Exercise brief
Write out the listing in full, matching it word for word.

Information
★ ★ ★

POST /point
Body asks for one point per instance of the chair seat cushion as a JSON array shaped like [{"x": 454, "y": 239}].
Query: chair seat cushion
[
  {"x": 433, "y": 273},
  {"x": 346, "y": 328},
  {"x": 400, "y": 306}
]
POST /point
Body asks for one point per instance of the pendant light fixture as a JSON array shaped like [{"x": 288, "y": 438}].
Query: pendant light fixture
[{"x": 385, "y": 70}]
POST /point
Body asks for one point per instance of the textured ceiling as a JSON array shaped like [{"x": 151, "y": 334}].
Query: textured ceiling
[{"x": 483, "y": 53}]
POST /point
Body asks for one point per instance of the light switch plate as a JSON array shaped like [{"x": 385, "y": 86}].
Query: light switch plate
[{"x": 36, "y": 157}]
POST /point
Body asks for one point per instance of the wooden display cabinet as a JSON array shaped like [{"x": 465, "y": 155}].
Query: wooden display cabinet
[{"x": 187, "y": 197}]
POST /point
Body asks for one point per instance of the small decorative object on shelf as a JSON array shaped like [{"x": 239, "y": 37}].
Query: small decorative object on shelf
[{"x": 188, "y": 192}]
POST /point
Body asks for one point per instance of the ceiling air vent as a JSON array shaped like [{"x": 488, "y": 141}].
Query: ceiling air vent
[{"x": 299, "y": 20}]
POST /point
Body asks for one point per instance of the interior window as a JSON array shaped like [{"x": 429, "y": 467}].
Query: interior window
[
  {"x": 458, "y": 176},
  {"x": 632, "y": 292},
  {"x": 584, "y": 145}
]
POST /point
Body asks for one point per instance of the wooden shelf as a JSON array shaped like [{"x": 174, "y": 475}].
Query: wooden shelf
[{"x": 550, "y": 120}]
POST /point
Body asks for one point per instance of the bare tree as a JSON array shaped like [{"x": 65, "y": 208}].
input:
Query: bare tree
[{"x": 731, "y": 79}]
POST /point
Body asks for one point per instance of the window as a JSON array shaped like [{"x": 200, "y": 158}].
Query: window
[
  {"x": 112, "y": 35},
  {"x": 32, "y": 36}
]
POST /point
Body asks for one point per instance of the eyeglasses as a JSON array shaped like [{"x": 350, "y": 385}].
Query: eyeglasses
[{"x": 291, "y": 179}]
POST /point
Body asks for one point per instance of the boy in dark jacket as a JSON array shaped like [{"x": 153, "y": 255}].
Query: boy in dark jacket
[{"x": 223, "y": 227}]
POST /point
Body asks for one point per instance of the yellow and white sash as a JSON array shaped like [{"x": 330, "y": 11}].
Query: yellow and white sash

★ ★ ★

Expected answer
POST /point
Body asks for one point per instance of the chair seat cushion as a JSON array shaped like [{"x": 454, "y": 239}].
Query: chair seat cushion
[
  {"x": 433, "y": 273},
  {"x": 346, "y": 328},
  {"x": 400, "y": 306}
]
POST /point
Body asks for one point per instance of the pendant light fixture as a JSON array shaped like [{"x": 288, "y": 438}].
Query: pendant light fixture
[{"x": 385, "y": 70}]
POST /point
Body asks for one point per instance of the textured ceiling as a JSON array shaped like [{"x": 151, "y": 334}].
Query: textured ceiling
[{"x": 483, "y": 53}]
POST /point
Body asks for one point per instance of the light switch plate as a JSON array shaped like [{"x": 385, "y": 86}].
Query: light switch plate
[{"x": 36, "y": 157}]
POST /point
Body asks for one point per instance of the wooden display cabinet as a JSON array shaped like [{"x": 465, "y": 155}].
Query: wooden display cabinet
[{"x": 187, "y": 197}]
POST /point
Body asks for one point per instance of the small decorative object on shelf as a JSON array shaped like [{"x": 239, "y": 37}].
Query: small decorative object on shelf
[{"x": 188, "y": 192}]
POST /point
Body asks for one point per instance of the ceiling air vent as a JSON array shaped like [{"x": 488, "y": 141}].
Query: ceiling air vent
[{"x": 299, "y": 20}]
POST /point
Body asks for one point per instance of the interior window as a JSON array shaped like [{"x": 429, "y": 467}].
Query: interior window
[
  {"x": 458, "y": 176},
  {"x": 632, "y": 292},
  {"x": 584, "y": 145}
]
POST /point
Body asks for one point per instance of the wooden shelf as a JSON array shaped like [{"x": 174, "y": 475}].
Query: wooden shelf
[{"x": 550, "y": 120}]
POST /point
Body asks for one point per instance of the bare tree as a JSON array shaped like [{"x": 65, "y": 208}].
input:
Query: bare tree
[{"x": 731, "y": 79}]
POST /point
Body asks for one point per instance of the window as a JSON array shaped like [{"x": 200, "y": 158}].
Query: window
[
  {"x": 112, "y": 35},
  {"x": 32, "y": 36}
]
POST /point
Body asks for one point per instance of the eyeglasses as a JSON array shaped like [{"x": 350, "y": 385}].
Query: eyeglasses
[{"x": 291, "y": 179}]
POST /point
Body asks for one point per instance of the boy in dark jacket as a JSON array shaped like [{"x": 153, "y": 255}].
Query: boy in dark jacket
[{"x": 223, "y": 227}]
POST /point
Body asks for one point per instance of the yellow and white sash as a JSON array shaped like [{"x": 330, "y": 11}].
Query: yellow and white sash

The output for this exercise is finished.